## What you will do
State the number of lines that hold "suit" in the records below, with no other words.

## Records shown

···

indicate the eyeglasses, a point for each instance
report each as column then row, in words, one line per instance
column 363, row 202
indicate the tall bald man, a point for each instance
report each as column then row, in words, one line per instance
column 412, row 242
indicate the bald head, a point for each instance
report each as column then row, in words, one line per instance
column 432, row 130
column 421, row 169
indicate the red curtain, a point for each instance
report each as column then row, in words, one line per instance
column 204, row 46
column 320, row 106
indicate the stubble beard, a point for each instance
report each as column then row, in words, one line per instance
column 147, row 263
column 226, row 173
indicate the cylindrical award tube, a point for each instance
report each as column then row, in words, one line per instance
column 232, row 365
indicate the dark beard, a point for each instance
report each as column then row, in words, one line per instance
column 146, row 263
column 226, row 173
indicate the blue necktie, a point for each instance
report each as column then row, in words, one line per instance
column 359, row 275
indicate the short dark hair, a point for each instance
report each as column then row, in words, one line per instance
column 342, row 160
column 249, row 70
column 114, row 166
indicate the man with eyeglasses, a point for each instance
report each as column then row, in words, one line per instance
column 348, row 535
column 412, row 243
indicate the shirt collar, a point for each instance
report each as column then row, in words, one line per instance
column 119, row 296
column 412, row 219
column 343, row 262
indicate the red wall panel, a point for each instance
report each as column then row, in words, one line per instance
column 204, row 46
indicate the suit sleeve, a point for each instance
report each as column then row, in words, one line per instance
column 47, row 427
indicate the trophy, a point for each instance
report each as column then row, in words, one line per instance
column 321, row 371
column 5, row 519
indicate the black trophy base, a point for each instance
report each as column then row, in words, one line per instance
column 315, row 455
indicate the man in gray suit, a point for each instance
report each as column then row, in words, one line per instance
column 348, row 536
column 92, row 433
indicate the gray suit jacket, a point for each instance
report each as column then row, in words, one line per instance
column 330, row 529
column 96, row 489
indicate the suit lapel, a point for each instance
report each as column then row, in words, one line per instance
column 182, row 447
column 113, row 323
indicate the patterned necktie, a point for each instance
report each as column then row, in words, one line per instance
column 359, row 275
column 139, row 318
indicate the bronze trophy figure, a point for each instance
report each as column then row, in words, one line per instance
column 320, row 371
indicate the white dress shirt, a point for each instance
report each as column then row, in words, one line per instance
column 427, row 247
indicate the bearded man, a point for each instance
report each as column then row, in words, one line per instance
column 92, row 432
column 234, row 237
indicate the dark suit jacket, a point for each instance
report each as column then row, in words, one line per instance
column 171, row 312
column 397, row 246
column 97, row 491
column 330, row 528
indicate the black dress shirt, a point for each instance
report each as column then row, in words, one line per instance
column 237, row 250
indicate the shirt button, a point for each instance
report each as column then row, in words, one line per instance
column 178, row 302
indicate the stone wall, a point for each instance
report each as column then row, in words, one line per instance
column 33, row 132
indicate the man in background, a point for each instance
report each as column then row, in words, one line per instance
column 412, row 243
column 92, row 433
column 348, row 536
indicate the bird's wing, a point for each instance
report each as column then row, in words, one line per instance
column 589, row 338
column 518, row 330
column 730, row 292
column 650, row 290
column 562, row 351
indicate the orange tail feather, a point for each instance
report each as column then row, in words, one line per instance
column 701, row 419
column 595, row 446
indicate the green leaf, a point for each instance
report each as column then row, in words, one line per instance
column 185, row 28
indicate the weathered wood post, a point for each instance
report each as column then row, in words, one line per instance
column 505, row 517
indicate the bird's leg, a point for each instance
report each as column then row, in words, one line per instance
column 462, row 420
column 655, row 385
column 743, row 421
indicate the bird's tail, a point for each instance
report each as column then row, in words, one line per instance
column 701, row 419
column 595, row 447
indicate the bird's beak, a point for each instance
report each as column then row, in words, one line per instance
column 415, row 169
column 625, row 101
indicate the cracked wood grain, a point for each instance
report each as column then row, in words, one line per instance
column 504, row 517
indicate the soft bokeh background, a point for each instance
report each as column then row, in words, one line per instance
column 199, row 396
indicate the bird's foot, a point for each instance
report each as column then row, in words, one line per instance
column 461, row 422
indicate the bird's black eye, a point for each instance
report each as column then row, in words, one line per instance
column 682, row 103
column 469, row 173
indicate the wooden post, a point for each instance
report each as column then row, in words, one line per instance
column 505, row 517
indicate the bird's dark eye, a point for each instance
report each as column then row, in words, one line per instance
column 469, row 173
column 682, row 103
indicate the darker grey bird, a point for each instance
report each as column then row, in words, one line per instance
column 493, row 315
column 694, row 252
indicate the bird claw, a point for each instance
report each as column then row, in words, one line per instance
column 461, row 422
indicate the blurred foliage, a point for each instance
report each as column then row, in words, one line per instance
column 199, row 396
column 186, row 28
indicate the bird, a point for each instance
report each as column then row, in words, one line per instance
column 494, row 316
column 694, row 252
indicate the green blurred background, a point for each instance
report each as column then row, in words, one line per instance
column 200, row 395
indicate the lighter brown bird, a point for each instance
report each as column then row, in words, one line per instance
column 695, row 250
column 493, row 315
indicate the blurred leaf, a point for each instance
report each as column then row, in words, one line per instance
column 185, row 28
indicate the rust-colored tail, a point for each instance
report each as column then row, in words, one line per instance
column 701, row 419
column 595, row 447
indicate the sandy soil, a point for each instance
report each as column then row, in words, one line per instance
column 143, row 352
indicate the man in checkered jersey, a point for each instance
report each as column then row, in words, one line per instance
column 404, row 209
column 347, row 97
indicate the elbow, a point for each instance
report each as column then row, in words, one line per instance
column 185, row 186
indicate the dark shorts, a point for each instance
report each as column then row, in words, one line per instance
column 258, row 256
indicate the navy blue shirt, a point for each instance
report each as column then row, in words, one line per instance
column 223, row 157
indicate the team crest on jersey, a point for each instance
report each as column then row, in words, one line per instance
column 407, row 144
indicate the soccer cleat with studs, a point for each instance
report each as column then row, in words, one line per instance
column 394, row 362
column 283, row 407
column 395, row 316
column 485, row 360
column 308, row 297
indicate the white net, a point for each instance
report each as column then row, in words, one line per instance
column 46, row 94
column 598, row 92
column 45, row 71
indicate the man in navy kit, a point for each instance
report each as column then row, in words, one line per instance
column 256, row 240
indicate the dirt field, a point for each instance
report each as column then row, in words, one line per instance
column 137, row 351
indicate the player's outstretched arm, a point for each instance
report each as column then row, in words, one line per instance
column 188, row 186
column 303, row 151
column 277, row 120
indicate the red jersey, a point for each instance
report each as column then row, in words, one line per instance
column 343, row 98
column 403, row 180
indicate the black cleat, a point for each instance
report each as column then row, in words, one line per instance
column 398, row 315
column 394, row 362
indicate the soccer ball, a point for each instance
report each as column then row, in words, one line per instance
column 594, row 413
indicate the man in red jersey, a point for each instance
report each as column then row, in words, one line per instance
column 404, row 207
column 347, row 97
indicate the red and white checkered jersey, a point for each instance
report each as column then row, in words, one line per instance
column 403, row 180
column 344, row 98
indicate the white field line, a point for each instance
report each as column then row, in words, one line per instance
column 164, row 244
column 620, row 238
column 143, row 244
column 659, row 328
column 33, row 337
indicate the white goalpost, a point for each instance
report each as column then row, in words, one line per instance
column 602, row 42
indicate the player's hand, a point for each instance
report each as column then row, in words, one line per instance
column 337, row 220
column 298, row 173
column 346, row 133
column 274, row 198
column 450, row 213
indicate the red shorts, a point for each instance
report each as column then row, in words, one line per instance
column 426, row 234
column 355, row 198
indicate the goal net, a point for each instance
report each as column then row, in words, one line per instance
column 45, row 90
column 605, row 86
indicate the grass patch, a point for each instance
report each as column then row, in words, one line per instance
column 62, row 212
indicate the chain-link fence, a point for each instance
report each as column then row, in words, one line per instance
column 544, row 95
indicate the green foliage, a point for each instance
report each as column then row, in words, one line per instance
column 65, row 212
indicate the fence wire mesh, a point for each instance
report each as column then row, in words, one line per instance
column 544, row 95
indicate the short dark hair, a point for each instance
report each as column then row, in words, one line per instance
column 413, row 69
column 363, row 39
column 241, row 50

···

## Answer area
5